= Exercise =
Search the entries for the word "background". Copy every line where it turns up.

= Entries provided =
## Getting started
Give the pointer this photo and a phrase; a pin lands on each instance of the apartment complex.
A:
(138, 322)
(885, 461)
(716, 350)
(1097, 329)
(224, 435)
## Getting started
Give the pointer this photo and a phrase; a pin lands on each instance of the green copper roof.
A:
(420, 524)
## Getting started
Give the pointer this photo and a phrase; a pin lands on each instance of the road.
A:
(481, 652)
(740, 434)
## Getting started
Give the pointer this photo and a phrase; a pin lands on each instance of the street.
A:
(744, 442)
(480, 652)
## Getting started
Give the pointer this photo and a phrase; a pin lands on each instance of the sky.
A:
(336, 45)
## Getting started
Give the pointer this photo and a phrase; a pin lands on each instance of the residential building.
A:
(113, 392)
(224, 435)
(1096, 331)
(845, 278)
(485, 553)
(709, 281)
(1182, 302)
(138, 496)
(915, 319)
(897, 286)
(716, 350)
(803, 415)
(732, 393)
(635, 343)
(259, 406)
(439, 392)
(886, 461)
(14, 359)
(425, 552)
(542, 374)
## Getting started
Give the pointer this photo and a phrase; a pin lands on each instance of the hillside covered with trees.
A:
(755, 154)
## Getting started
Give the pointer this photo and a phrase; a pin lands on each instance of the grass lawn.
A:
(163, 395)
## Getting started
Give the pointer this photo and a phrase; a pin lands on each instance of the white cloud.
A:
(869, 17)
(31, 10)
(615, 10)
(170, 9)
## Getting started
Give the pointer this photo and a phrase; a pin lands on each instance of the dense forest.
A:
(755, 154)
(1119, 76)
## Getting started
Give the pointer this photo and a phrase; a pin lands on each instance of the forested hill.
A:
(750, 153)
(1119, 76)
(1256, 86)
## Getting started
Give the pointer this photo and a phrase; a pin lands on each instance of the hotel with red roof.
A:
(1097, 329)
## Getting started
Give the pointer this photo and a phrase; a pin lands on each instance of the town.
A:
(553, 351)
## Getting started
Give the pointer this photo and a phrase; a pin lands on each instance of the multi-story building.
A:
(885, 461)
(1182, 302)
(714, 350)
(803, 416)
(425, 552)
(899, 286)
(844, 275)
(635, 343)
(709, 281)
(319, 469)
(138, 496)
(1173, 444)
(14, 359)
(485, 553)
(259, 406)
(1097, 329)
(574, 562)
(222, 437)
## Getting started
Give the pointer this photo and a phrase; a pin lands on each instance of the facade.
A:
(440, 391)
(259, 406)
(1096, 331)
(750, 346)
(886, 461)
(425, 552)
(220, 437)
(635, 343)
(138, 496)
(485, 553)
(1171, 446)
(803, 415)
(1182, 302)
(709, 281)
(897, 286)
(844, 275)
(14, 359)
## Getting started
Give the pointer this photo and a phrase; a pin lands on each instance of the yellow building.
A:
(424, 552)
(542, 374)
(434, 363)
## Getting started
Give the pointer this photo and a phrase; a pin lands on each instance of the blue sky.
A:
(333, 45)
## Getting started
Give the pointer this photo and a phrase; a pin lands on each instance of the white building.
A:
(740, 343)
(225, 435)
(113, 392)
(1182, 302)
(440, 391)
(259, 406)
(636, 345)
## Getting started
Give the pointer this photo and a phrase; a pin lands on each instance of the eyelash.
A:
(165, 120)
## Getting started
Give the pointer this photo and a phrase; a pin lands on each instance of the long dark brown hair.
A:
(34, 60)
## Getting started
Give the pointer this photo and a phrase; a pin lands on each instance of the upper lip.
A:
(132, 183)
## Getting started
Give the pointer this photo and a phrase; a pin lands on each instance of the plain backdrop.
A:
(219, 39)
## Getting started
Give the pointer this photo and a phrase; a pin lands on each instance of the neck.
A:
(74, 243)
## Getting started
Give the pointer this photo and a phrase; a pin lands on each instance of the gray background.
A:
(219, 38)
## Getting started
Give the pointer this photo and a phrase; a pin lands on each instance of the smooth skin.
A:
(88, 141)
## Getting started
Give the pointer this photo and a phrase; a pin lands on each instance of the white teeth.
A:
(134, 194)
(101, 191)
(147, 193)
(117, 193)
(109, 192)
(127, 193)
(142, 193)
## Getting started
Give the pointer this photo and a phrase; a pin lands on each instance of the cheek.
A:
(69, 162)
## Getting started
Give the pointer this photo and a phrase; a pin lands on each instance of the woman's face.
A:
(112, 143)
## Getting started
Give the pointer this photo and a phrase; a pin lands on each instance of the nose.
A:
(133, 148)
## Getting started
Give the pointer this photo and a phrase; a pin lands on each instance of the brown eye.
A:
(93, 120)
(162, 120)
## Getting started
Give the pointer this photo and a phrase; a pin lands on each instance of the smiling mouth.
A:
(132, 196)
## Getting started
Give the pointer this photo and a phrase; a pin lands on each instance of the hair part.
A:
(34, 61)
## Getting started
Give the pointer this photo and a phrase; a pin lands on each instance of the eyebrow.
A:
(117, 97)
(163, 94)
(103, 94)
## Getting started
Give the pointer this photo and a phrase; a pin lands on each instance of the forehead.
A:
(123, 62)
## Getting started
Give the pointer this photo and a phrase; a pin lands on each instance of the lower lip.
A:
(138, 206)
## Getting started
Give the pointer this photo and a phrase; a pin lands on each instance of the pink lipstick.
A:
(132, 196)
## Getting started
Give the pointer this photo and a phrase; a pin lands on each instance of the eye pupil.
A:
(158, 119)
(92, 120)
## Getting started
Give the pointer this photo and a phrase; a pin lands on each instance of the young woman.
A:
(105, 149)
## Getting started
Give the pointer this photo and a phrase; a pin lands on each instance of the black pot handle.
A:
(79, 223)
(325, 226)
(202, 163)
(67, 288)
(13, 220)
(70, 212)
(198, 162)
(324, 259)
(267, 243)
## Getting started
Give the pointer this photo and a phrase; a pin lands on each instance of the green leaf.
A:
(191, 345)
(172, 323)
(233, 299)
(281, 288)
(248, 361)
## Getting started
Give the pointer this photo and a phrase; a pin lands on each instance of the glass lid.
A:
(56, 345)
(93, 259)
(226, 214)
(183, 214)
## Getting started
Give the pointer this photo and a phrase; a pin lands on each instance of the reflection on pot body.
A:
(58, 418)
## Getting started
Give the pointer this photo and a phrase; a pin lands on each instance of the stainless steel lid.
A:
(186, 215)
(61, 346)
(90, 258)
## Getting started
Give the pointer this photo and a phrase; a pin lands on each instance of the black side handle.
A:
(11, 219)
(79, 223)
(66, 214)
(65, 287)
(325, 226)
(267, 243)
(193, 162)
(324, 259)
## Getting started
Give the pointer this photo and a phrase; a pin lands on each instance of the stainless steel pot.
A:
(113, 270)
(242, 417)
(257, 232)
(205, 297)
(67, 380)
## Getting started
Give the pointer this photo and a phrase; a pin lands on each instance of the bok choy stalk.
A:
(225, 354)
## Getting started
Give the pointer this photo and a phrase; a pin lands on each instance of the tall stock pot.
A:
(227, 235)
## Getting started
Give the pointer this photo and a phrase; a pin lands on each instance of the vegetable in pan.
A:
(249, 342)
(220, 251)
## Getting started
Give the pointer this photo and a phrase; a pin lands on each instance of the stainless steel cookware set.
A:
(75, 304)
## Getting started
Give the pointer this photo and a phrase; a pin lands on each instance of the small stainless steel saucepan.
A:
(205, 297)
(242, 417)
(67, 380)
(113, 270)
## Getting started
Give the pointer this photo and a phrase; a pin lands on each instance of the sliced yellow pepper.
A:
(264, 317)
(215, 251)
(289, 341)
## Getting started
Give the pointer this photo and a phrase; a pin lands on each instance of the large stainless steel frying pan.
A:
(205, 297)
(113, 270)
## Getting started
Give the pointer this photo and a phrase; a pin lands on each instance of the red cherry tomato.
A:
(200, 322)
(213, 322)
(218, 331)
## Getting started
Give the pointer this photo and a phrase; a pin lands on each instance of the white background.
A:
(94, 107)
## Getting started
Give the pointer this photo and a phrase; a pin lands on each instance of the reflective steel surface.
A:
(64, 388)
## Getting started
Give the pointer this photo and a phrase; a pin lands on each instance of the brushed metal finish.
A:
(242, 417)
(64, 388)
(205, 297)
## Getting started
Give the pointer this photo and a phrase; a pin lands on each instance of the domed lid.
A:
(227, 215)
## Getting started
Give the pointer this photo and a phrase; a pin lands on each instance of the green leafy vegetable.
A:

= Solution to the problem =
Give the pointer this photo and a phrase; a pin lands on each instance of the gray background.
Give the pointer this photo and a phrase; a pin lands on each instance of the white background.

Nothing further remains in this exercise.